===== Stored data
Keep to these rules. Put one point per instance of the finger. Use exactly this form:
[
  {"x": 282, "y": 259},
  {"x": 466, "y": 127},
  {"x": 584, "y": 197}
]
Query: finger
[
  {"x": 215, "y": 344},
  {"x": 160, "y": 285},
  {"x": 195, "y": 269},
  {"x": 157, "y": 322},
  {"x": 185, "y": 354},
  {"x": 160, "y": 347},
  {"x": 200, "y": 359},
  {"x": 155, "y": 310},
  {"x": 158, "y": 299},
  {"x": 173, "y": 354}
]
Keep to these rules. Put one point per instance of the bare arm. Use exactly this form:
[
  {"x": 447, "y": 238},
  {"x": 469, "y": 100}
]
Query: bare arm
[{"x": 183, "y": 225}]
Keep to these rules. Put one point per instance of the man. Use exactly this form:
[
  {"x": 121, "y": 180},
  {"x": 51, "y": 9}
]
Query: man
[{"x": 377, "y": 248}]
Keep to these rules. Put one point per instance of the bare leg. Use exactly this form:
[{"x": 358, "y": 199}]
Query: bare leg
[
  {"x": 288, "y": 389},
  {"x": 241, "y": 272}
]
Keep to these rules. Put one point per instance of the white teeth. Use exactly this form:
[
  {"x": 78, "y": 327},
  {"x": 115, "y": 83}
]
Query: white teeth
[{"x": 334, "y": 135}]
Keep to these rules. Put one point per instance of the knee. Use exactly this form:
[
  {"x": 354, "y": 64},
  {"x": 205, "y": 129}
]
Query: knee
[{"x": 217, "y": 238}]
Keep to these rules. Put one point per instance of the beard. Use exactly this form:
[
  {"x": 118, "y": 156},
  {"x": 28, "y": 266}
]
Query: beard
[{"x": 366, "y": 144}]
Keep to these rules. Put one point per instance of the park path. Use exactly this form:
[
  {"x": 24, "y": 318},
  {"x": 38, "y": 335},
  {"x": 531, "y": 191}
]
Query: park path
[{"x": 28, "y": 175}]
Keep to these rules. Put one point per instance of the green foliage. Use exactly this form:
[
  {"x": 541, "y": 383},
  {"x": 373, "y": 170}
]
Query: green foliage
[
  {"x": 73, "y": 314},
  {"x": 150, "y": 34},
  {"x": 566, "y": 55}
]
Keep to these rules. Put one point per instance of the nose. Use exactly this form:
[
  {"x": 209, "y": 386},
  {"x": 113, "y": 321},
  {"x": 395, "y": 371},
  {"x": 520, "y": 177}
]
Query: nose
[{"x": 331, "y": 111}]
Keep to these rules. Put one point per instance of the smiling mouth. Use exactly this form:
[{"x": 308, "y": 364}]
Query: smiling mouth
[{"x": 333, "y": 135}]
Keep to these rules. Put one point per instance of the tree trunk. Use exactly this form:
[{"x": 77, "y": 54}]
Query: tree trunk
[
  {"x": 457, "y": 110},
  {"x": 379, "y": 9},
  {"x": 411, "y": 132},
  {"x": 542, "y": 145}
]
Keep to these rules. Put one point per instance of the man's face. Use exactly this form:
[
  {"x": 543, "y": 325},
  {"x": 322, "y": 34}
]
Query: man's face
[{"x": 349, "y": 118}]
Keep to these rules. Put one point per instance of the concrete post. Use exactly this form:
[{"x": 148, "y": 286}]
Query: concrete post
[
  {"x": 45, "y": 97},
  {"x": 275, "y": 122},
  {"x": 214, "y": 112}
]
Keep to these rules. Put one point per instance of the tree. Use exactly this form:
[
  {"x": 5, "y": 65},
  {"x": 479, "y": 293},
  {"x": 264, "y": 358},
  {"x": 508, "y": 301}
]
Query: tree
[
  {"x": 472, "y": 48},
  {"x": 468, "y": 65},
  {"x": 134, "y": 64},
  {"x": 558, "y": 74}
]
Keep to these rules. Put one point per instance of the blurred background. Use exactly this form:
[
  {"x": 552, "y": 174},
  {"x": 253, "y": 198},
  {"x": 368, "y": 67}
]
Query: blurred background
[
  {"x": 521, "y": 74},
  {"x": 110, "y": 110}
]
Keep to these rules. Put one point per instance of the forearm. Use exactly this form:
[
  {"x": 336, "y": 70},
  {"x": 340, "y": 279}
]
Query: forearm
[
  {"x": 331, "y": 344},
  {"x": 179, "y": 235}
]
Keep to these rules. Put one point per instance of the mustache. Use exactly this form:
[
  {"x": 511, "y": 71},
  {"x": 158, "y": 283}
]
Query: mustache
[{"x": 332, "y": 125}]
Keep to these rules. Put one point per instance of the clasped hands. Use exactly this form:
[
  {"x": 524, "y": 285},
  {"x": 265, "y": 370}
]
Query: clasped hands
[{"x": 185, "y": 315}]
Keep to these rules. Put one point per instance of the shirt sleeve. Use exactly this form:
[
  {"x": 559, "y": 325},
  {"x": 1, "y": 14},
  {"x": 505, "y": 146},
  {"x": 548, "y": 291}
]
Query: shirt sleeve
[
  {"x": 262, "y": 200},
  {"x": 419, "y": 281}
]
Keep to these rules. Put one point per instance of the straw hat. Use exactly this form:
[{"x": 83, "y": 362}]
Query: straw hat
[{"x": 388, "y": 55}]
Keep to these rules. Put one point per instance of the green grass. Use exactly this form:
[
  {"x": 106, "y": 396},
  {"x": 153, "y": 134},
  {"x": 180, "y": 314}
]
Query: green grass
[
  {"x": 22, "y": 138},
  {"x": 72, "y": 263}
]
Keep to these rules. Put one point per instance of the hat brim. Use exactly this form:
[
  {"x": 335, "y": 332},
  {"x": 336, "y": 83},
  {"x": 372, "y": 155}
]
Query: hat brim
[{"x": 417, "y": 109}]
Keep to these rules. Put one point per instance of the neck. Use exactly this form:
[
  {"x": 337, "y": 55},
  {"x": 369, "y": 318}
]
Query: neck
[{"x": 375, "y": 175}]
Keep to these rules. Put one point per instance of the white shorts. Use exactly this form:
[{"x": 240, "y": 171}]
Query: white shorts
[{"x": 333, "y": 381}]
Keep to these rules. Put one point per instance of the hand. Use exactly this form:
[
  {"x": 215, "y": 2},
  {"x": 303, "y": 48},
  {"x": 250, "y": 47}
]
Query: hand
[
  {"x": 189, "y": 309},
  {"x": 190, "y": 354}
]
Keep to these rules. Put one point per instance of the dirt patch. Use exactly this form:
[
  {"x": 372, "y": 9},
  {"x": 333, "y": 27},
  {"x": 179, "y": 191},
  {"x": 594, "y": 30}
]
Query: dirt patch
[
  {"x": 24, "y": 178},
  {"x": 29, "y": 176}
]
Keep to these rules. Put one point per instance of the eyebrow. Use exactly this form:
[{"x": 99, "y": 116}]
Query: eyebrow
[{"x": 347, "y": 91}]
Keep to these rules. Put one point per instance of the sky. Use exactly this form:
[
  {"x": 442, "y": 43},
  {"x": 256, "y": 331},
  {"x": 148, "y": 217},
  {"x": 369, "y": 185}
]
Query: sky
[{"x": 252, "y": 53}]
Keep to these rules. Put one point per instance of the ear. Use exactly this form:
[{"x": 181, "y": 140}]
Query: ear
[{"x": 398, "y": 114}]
==========
▶ **Directive**: Write out all of the items above again, replacing every occurrence of "Keep to these rules" with "Follow these rules". Keep everything else the same.

▶ **Task solution**:
Follow these rules. Put one point per instance of the finger. Use exactly this form:
[
  {"x": 282, "y": 259},
  {"x": 466, "y": 127},
  {"x": 584, "y": 197}
]
Query: finger
[
  {"x": 215, "y": 344},
  {"x": 160, "y": 285},
  {"x": 195, "y": 269},
  {"x": 157, "y": 322},
  {"x": 185, "y": 354},
  {"x": 160, "y": 347},
  {"x": 200, "y": 359},
  {"x": 155, "y": 310},
  {"x": 158, "y": 299},
  {"x": 173, "y": 354}
]
Follow these rules. Put one point per instance of the bare arm. Use exactly this form:
[
  {"x": 447, "y": 238},
  {"x": 469, "y": 100}
]
Query: bare arm
[{"x": 183, "y": 225}]
Follow these rules. Put one point per instance of the man. Use exactly this form:
[
  {"x": 121, "y": 180},
  {"x": 51, "y": 9}
]
Query: man
[{"x": 377, "y": 248}]
Follow these rules. Put one point per instance of the bare leg. Use exactly this form:
[{"x": 358, "y": 199}]
Query: bare leg
[
  {"x": 288, "y": 389},
  {"x": 241, "y": 272}
]
Follow these rules. Put one point per instance of the white teeth. Use exactly this form:
[
  {"x": 78, "y": 327},
  {"x": 115, "y": 83}
]
Query: white teeth
[{"x": 334, "y": 135}]
Follow these rules. Put one point per instance of the knee. Use exactly this form:
[
  {"x": 354, "y": 64},
  {"x": 205, "y": 129}
]
Query: knee
[{"x": 217, "y": 238}]
Follow these rules. Put one point per instance of the beard. Use exactly this form:
[
  {"x": 118, "y": 156},
  {"x": 28, "y": 266}
]
Query: beard
[{"x": 366, "y": 144}]
Follow these rules. Put one point per instance of the park path. Use exactly this form:
[
  {"x": 24, "y": 318},
  {"x": 38, "y": 335},
  {"x": 531, "y": 191}
]
Query: park path
[{"x": 28, "y": 175}]
Follow these rules. Put one point per instance of the green foliage. Use exactly this form:
[
  {"x": 541, "y": 383},
  {"x": 373, "y": 170}
]
Query: green foliage
[
  {"x": 73, "y": 314},
  {"x": 150, "y": 34},
  {"x": 566, "y": 55}
]
Follow these rules. Put one point per instance of the nose. Use exactly this form:
[
  {"x": 209, "y": 386},
  {"x": 113, "y": 321},
  {"x": 395, "y": 371},
  {"x": 520, "y": 177}
]
Query: nose
[{"x": 331, "y": 111}]
Follow these rules. Put one point per instance of the smiling mouth. Use exactly this form:
[{"x": 308, "y": 364}]
Query: smiling mouth
[{"x": 333, "y": 135}]
Follow these rules. Put one point per instance of the tree trunk. Use exactly this form:
[{"x": 77, "y": 54}]
Query: tree trunk
[
  {"x": 457, "y": 110},
  {"x": 379, "y": 9},
  {"x": 411, "y": 132},
  {"x": 542, "y": 145}
]
Follow these rules. Put one point per instance of the man's face. Use exactly this form:
[
  {"x": 543, "y": 325},
  {"x": 322, "y": 34}
]
Query: man's face
[{"x": 349, "y": 118}]
Follow these rules. Put one point per instance of the concrete post. Use exactly this form:
[{"x": 148, "y": 286}]
Query: concrete post
[
  {"x": 45, "y": 97},
  {"x": 275, "y": 122},
  {"x": 214, "y": 112}
]
Follow these rules. Put one point per instance of the tree. Use exactly this form:
[
  {"x": 5, "y": 65},
  {"x": 479, "y": 293},
  {"x": 264, "y": 358},
  {"x": 508, "y": 301}
]
Query: tree
[
  {"x": 472, "y": 48},
  {"x": 468, "y": 65},
  {"x": 134, "y": 64},
  {"x": 558, "y": 74}
]
Follow these rules. Put one point per instance of the blurred background. Use exactly this form:
[
  {"x": 552, "y": 174},
  {"x": 253, "y": 198},
  {"x": 368, "y": 67}
]
Query: blurred background
[
  {"x": 521, "y": 74},
  {"x": 110, "y": 110}
]
Follow these rules. Put one point per instance of the forearm. Use exactly this form:
[
  {"x": 336, "y": 70},
  {"x": 340, "y": 279}
]
Query: forearm
[
  {"x": 331, "y": 344},
  {"x": 179, "y": 235}
]
Follow these rules. Put one point per instance of the mustache. Use exactly this form:
[
  {"x": 511, "y": 71},
  {"x": 158, "y": 283}
]
Query: mustache
[{"x": 332, "y": 125}]
Follow these rules. Put one point per instance of the clasped hands. Use exactly this form:
[
  {"x": 524, "y": 285},
  {"x": 265, "y": 370}
]
Query: clasped hands
[{"x": 185, "y": 315}]
Follow these rules. Put one point per instance of the shirt sleeve. Use exactly this form:
[
  {"x": 559, "y": 325},
  {"x": 1, "y": 14},
  {"x": 505, "y": 146},
  {"x": 548, "y": 291}
]
Query: shirt sleeve
[
  {"x": 262, "y": 200},
  {"x": 419, "y": 281}
]
Follow these rules. Put one point per instance of the straw hat. Use exactly this form:
[{"x": 83, "y": 362}]
Query: straw hat
[{"x": 388, "y": 55}]
Follow these rules. Put one point per instance of the green grass. Use exactly this form:
[
  {"x": 106, "y": 396},
  {"x": 153, "y": 134},
  {"x": 180, "y": 314}
]
Query: green grass
[
  {"x": 22, "y": 138},
  {"x": 72, "y": 263}
]
Follow these rules. Put one point per instance of the hat brim. Use exactly this form:
[
  {"x": 335, "y": 332},
  {"x": 336, "y": 83},
  {"x": 372, "y": 155}
]
Query: hat brim
[{"x": 417, "y": 109}]
Follow these rules. Put one point per instance of the neck. Use exactly this form:
[
  {"x": 337, "y": 55},
  {"x": 369, "y": 318}
]
Query: neck
[{"x": 375, "y": 175}]
Follow these rules. Put one point per instance of the white shorts. Use exactly this form:
[{"x": 240, "y": 171}]
Query: white shorts
[{"x": 333, "y": 381}]
Follow these rules. Put one point per instance of the hand. Use exactly this form:
[
  {"x": 215, "y": 2},
  {"x": 303, "y": 48},
  {"x": 250, "y": 47}
]
Query: hand
[
  {"x": 189, "y": 309},
  {"x": 190, "y": 354}
]
Follow these rules. Put one point per instance of the dirt patch. Use exactly this form:
[
  {"x": 372, "y": 9},
  {"x": 333, "y": 27},
  {"x": 179, "y": 191},
  {"x": 594, "y": 30}
]
Query: dirt patch
[
  {"x": 24, "y": 178},
  {"x": 29, "y": 176}
]
Follow these rules. Put one point per instance of the eyebrow. Use exactly this form:
[{"x": 99, "y": 116}]
Query: eyebrow
[{"x": 347, "y": 91}]
Follow these rules. Put one point per instance of the sky. Use exactly this form:
[
  {"x": 442, "y": 43},
  {"x": 256, "y": 331},
  {"x": 148, "y": 217},
  {"x": 369, "y": 185}
]
Query: sky
[{"x": 252, "y": 53}]
Follow these rules. Put one point per instance of the ear. Use exactly this form:
[{"x": 181, "y": 140}]
Query: ear
[{"x": 398, "y": 114}]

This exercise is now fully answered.